Data rows:
* * * * *
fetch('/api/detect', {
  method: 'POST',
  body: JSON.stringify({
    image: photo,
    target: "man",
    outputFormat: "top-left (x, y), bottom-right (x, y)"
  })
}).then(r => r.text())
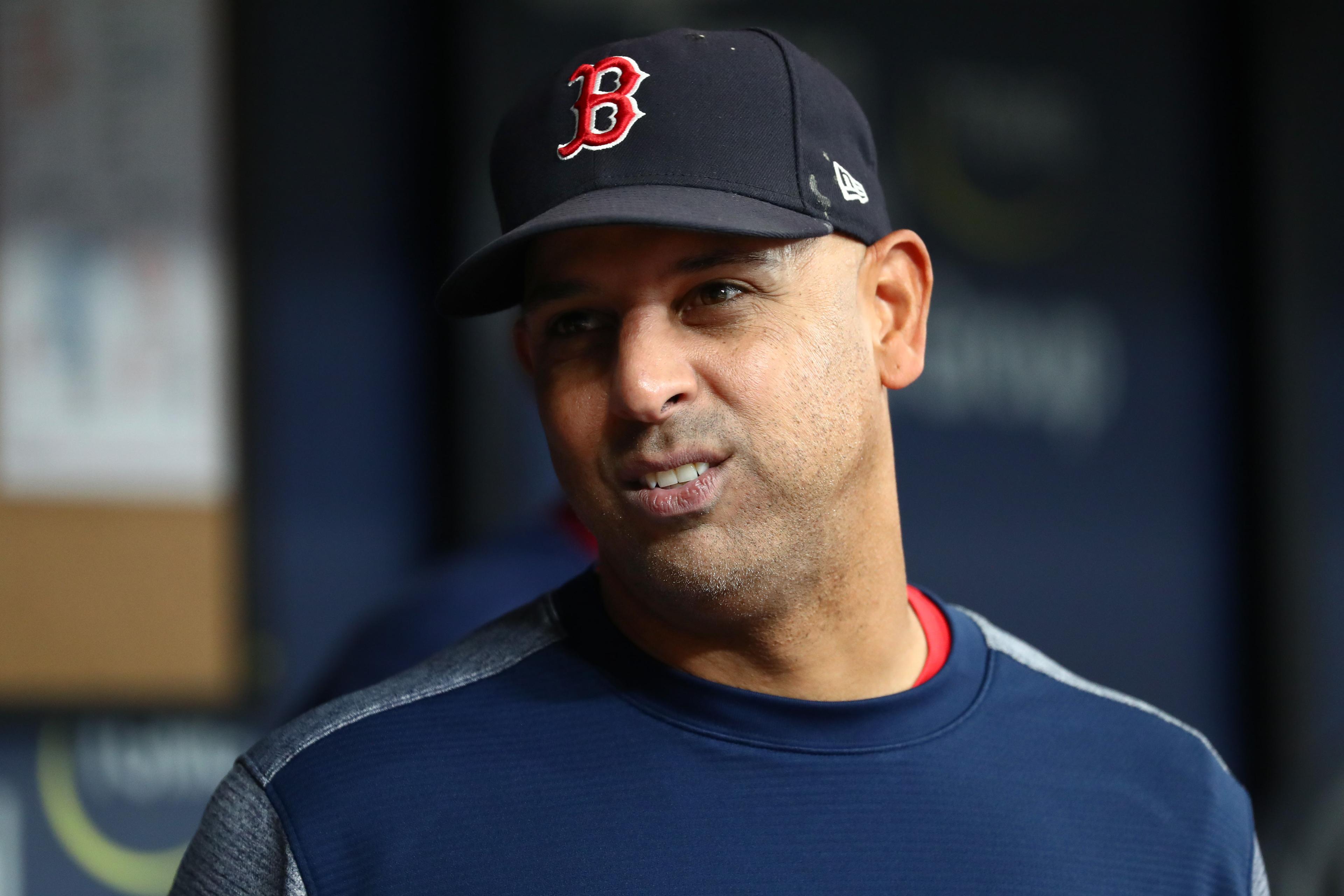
* * * * *
Short task:
Put every line of the records above into a JSON list of strings, one string per line, leaving out blank lines and the picture.

Exercise answer:
[
  "fetch('/api/detect', {",
  "  method: 'POST',",
  "  body: JSON.stringify({",
  "    image: photo,",
  "    target: \"man\",",
  "    outputFormat: \"top-left (x, y), bottom-right (x, y)\"",
  "  })",
  "}).then(r => r.text())"
]